_Your objective_. Pick out every line of the records that contains the word "railing", matching case exactly, and copy each one.

--- Materials provided ---

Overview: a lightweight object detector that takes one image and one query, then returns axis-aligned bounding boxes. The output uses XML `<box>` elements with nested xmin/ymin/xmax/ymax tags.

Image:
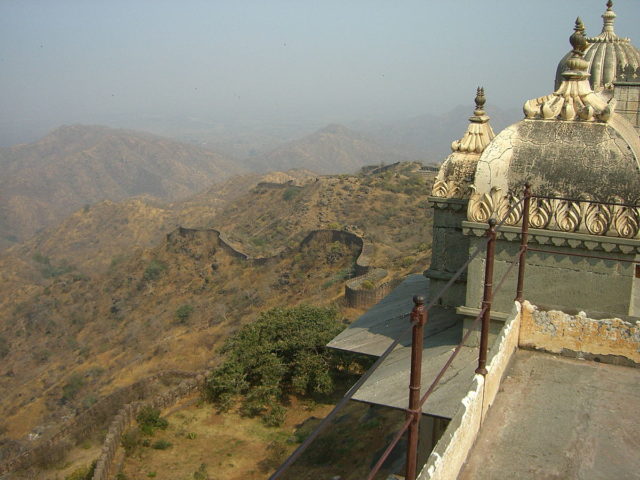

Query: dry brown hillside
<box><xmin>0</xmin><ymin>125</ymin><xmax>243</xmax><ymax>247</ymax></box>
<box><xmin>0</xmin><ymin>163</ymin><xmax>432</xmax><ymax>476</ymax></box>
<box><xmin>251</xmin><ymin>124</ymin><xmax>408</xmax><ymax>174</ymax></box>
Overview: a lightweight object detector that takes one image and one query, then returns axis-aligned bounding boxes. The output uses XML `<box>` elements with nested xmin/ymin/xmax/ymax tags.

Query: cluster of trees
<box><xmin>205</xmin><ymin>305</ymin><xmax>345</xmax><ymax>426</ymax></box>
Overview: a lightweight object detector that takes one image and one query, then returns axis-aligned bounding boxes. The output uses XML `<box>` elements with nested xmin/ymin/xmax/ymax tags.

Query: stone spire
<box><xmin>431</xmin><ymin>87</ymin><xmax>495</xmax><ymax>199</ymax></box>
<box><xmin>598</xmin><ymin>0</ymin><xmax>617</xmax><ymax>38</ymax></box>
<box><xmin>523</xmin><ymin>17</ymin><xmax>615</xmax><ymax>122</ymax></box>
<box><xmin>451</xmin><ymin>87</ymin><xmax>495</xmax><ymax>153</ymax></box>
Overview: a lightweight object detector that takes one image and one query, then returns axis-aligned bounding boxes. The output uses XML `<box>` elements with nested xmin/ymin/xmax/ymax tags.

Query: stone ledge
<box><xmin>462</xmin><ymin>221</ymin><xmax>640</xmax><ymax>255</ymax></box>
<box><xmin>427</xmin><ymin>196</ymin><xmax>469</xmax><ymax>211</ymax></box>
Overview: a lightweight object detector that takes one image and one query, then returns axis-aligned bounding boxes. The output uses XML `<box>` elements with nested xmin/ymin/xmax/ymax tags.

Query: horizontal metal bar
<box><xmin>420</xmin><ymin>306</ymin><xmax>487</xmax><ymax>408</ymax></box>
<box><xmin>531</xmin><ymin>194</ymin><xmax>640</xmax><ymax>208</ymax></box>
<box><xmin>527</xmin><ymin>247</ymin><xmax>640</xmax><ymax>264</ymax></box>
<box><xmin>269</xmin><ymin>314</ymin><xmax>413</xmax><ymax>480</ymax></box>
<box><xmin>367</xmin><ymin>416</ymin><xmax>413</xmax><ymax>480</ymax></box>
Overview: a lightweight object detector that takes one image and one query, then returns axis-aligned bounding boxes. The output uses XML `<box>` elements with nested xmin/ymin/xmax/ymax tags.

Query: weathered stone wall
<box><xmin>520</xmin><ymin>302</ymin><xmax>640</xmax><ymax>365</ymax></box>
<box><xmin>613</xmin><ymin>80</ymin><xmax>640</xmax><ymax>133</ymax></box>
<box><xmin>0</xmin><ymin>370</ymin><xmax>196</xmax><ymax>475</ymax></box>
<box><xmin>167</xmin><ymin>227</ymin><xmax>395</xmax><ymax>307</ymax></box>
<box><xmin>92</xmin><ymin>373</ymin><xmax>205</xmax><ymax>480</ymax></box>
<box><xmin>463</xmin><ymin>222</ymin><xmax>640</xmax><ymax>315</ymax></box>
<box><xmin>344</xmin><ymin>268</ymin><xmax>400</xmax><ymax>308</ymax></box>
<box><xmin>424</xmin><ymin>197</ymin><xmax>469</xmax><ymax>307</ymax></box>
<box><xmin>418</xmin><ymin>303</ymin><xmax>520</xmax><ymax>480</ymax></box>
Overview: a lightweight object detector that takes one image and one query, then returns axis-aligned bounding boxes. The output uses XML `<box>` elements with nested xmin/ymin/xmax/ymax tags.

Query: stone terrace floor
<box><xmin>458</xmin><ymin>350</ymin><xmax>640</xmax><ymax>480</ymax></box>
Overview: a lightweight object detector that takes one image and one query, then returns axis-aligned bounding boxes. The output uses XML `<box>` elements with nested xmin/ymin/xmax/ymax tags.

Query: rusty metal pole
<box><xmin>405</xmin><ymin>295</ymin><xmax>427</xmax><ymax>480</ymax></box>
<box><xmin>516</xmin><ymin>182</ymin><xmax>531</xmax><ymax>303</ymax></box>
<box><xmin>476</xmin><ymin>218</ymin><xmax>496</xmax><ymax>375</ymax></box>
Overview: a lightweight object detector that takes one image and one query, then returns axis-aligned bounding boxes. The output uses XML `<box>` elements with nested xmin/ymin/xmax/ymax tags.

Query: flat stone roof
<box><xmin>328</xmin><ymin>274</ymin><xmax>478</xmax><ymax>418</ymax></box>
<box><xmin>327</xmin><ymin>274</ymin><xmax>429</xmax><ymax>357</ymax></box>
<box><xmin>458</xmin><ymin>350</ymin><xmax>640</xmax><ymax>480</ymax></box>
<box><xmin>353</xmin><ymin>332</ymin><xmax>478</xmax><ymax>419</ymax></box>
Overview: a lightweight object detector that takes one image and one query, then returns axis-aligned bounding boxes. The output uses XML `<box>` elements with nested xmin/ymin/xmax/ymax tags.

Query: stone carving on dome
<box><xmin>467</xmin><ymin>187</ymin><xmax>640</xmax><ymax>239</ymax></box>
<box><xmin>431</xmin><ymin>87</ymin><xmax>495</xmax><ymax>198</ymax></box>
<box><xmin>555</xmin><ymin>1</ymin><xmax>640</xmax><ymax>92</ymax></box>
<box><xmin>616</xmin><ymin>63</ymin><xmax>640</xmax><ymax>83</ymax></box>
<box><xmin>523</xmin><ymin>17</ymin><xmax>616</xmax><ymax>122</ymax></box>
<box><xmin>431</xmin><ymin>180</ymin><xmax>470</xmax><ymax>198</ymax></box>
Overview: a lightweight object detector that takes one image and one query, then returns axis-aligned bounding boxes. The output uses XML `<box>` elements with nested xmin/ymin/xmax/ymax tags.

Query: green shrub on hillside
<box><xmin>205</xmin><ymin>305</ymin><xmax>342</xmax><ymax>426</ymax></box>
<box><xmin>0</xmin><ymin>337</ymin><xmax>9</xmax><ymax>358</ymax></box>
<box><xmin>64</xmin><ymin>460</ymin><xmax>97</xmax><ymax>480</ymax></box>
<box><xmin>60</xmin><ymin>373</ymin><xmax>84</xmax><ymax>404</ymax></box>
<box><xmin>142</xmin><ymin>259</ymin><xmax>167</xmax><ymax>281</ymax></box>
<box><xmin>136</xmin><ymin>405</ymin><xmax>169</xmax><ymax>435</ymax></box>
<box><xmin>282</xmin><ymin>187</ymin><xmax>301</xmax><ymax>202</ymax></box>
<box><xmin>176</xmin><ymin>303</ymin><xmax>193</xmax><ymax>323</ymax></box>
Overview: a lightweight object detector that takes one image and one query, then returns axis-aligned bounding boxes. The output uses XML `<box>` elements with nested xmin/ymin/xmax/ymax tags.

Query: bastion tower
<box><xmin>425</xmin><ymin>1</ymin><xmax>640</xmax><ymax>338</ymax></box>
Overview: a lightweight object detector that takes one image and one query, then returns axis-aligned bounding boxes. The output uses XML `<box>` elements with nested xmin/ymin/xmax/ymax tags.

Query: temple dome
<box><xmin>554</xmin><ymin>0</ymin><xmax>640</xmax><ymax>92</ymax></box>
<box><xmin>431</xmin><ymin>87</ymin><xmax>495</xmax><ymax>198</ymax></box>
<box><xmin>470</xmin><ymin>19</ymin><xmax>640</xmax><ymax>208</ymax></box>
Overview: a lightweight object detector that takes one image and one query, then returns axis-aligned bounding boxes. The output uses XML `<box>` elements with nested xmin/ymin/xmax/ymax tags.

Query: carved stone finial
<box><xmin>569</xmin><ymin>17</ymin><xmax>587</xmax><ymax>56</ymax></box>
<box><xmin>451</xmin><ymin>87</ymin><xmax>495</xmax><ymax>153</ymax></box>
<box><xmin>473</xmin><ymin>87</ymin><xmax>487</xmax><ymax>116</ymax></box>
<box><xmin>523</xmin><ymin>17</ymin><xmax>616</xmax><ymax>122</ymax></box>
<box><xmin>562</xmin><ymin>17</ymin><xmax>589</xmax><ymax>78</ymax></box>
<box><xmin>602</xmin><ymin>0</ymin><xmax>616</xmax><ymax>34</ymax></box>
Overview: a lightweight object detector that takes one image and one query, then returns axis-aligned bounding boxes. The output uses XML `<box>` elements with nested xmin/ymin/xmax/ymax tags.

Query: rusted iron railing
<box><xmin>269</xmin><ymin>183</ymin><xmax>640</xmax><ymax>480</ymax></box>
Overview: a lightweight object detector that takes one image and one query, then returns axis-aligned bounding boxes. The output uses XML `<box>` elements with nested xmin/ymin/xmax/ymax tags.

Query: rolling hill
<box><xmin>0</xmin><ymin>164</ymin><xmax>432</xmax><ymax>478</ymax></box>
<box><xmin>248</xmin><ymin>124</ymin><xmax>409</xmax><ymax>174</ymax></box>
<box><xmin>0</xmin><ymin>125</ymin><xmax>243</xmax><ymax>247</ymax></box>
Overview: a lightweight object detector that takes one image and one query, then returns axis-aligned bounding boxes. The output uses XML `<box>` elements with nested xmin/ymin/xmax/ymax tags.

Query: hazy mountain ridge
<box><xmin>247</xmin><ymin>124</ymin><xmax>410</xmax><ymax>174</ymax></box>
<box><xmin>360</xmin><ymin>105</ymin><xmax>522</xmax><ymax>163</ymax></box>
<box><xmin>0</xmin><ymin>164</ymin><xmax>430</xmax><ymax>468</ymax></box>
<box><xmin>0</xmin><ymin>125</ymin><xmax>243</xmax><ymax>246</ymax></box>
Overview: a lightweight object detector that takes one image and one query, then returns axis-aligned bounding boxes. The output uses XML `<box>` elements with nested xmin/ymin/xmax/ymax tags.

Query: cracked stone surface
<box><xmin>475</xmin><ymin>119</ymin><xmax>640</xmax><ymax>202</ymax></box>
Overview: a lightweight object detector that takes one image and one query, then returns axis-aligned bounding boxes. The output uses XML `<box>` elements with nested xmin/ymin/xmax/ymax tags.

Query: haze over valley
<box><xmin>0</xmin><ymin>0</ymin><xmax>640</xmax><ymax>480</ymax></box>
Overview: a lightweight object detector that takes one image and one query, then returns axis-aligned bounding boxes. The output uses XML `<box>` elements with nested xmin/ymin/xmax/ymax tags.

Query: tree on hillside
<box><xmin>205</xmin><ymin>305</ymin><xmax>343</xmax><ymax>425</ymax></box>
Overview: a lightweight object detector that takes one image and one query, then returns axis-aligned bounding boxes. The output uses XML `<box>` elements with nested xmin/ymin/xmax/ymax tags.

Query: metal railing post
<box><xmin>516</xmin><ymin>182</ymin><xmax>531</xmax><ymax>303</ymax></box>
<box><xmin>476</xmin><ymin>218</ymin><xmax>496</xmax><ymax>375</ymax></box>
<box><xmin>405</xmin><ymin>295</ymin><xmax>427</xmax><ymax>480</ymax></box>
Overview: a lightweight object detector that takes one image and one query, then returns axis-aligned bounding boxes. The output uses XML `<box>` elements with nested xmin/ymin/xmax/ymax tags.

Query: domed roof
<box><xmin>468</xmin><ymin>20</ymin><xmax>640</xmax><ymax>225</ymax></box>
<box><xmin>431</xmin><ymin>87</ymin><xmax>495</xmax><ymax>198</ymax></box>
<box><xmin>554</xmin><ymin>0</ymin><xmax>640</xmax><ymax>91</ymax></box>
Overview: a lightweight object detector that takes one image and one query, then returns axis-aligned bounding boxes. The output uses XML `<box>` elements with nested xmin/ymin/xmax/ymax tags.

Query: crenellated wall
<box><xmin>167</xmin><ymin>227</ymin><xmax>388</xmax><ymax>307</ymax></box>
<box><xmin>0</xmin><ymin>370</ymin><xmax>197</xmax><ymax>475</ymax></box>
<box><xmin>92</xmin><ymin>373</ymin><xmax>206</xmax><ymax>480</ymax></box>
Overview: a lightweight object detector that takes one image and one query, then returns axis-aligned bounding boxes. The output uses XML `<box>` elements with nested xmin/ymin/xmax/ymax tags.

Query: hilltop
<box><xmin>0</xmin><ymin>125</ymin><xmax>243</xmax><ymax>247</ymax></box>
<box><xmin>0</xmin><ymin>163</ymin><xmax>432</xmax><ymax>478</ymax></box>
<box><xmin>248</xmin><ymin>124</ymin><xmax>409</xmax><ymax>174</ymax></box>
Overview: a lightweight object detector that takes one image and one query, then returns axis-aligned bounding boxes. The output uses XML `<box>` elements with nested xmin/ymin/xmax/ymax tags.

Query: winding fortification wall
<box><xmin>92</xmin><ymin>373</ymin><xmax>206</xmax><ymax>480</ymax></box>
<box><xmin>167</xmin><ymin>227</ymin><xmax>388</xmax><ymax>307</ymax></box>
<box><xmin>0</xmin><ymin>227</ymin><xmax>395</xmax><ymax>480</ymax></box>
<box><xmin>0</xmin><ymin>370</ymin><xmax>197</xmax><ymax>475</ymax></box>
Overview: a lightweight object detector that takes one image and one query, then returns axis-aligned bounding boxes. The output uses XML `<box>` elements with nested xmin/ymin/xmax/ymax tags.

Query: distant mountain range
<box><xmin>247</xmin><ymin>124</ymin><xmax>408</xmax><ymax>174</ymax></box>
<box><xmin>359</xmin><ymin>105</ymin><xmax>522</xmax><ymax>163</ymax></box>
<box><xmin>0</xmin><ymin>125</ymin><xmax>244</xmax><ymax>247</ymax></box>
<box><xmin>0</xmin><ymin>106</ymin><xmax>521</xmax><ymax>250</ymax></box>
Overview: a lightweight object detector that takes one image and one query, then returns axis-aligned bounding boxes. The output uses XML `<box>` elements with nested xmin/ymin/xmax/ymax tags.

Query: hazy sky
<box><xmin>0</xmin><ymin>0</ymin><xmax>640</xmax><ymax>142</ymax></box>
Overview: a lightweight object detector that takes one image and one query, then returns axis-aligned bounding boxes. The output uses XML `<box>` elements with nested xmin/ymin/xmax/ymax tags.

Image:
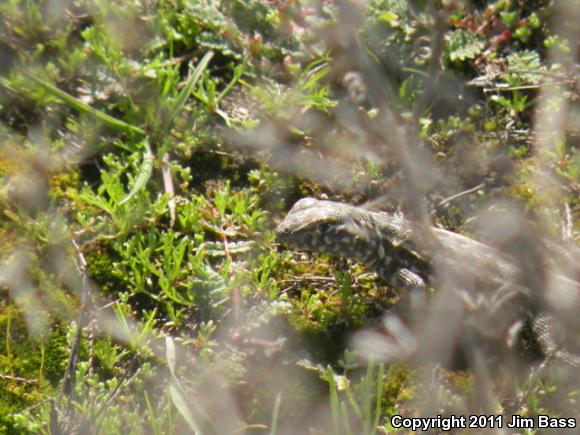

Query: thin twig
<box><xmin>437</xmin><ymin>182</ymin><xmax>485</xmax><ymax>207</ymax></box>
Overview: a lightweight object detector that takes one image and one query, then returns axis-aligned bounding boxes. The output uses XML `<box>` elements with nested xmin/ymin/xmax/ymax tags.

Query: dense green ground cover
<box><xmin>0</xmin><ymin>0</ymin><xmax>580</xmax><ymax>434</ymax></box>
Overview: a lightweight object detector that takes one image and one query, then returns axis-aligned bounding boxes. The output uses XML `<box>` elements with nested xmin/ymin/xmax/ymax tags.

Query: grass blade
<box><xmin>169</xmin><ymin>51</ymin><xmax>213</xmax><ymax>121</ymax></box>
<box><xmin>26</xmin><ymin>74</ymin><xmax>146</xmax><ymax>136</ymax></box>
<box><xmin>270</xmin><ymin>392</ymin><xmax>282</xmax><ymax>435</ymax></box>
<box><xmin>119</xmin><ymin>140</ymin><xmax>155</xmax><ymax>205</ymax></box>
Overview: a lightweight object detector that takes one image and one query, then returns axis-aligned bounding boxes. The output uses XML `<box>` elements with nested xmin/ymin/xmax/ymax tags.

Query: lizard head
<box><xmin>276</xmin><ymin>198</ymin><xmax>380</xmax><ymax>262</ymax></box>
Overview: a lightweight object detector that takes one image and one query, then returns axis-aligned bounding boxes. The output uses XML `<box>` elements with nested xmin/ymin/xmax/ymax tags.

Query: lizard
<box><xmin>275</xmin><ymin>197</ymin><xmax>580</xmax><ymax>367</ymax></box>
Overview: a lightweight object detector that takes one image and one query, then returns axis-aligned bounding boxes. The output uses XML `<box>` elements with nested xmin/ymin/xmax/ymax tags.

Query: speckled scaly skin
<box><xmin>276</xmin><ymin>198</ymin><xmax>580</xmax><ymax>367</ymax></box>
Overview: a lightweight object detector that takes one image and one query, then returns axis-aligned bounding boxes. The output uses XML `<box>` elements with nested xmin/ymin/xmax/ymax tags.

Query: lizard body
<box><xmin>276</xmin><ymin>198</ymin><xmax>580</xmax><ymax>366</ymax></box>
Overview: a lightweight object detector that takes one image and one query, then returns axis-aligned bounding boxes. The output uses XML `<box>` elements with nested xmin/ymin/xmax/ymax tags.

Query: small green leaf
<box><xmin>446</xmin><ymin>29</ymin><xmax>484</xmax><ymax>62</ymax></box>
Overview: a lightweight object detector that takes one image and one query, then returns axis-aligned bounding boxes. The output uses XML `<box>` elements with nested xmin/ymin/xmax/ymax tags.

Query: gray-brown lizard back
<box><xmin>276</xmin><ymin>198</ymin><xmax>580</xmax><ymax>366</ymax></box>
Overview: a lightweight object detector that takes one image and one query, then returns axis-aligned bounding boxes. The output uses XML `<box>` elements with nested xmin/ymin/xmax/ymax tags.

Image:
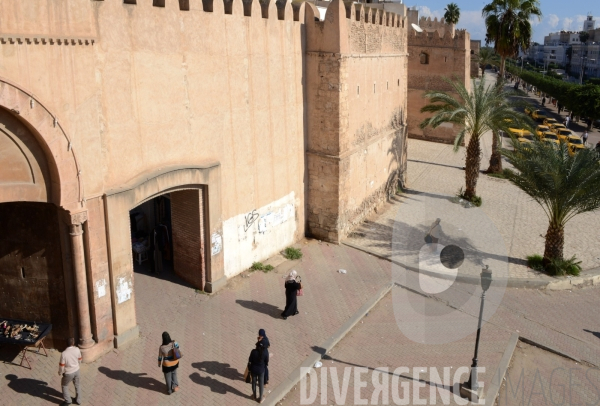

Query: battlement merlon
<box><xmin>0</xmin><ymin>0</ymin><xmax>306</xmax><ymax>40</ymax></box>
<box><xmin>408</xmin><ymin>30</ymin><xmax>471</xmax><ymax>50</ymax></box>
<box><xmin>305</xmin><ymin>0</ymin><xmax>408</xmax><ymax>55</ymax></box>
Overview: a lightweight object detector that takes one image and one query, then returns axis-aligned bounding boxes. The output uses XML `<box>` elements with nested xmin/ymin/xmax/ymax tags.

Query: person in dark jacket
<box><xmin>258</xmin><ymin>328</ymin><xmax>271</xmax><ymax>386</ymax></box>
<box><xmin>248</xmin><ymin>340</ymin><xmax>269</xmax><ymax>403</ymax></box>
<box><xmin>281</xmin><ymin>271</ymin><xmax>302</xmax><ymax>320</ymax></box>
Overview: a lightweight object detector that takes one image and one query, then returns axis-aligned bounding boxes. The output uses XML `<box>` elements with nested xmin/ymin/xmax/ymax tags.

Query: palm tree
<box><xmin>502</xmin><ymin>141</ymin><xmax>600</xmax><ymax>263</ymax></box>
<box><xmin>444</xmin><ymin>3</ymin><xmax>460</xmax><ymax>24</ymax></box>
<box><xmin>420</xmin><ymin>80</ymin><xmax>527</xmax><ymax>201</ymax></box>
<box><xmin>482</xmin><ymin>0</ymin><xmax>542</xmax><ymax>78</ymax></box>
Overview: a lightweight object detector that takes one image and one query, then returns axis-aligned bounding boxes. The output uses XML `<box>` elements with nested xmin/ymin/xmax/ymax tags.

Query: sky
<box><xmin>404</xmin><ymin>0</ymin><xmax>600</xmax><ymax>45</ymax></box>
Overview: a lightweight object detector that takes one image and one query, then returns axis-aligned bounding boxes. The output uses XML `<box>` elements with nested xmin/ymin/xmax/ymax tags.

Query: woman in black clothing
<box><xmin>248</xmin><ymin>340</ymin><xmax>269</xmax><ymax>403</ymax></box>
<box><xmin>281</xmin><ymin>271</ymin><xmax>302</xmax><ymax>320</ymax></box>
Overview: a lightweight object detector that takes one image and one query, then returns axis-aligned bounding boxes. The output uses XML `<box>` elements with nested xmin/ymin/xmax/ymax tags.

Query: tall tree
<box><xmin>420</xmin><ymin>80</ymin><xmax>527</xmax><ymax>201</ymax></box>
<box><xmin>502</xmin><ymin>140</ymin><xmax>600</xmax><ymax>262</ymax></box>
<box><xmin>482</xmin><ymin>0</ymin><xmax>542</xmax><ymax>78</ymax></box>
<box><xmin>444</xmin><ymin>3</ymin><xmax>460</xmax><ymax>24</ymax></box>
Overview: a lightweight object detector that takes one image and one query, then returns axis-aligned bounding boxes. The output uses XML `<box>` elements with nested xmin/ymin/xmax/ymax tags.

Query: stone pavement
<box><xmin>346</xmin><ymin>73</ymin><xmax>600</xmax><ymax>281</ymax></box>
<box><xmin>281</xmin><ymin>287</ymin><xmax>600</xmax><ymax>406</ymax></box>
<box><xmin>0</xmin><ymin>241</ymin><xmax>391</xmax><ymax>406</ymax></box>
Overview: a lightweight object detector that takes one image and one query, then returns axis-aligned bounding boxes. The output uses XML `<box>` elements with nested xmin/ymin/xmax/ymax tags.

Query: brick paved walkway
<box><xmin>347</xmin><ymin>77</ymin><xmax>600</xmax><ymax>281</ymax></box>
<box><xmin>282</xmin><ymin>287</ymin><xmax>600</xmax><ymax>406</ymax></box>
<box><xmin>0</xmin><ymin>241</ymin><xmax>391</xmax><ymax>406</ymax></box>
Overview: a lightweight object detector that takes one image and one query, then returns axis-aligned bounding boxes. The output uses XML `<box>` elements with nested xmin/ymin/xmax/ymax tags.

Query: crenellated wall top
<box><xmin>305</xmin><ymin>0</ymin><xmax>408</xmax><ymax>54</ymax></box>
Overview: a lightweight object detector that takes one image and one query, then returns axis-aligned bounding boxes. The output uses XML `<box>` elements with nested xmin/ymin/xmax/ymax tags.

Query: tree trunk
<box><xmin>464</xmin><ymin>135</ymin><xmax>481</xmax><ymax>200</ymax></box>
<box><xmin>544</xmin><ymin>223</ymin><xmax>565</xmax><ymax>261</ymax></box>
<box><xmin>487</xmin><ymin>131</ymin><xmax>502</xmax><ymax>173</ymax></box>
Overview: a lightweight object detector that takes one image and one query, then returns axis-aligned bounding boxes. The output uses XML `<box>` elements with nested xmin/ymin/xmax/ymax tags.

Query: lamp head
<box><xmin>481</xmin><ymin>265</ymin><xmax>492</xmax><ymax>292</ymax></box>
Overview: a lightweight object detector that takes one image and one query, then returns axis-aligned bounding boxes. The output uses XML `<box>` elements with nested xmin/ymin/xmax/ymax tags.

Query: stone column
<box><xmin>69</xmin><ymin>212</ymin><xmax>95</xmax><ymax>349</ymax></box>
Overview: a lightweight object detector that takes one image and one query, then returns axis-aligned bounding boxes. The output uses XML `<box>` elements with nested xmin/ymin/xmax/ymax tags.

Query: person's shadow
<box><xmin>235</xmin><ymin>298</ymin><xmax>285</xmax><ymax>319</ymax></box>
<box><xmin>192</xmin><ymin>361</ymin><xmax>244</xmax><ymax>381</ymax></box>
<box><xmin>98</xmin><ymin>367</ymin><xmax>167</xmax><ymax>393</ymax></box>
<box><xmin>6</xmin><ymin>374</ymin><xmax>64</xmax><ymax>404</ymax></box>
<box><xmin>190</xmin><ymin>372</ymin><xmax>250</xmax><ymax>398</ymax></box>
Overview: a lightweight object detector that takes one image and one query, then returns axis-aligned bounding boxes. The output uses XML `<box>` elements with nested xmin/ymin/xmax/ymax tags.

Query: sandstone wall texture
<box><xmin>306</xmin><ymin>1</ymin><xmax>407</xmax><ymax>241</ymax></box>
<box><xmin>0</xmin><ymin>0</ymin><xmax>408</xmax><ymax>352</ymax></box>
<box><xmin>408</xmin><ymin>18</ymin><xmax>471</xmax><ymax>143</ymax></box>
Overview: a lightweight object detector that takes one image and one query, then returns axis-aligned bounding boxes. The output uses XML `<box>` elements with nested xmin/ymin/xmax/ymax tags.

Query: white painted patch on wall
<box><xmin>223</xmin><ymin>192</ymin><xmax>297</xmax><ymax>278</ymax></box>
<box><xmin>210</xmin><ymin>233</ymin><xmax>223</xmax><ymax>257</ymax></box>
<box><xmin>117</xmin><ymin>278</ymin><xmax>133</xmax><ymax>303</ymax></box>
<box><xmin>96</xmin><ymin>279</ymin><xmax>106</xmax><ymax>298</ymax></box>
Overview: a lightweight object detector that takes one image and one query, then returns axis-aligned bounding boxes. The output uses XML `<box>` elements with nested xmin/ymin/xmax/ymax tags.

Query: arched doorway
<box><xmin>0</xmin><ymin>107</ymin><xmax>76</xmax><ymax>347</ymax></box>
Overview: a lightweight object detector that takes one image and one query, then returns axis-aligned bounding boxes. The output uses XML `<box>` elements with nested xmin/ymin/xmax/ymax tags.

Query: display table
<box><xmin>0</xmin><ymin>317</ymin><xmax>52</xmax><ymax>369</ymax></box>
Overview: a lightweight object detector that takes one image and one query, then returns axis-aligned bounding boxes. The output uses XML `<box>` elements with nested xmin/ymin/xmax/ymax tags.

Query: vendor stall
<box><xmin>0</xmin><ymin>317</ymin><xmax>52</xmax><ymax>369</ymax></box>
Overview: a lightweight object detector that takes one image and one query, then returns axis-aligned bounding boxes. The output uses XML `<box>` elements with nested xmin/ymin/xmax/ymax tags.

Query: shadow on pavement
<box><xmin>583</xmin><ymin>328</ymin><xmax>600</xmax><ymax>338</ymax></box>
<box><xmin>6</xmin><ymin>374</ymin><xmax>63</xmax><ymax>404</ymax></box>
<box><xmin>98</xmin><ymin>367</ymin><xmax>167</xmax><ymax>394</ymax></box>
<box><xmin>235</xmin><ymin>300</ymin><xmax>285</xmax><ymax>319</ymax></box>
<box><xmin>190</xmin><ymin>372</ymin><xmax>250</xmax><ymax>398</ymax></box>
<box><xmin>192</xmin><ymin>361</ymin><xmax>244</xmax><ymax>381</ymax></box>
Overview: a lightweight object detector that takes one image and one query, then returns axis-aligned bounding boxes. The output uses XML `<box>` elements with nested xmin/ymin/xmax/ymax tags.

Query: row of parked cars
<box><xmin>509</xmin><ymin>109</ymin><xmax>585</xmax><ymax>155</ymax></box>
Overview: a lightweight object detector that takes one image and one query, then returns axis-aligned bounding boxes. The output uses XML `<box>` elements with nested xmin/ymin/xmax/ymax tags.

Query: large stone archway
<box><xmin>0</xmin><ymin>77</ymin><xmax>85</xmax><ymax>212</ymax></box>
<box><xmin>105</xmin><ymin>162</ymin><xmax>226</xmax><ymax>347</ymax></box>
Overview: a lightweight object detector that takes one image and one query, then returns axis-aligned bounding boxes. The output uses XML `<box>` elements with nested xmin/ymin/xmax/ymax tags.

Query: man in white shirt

---

_Output below_.
Query: rusted iron railing
Query: metal railing post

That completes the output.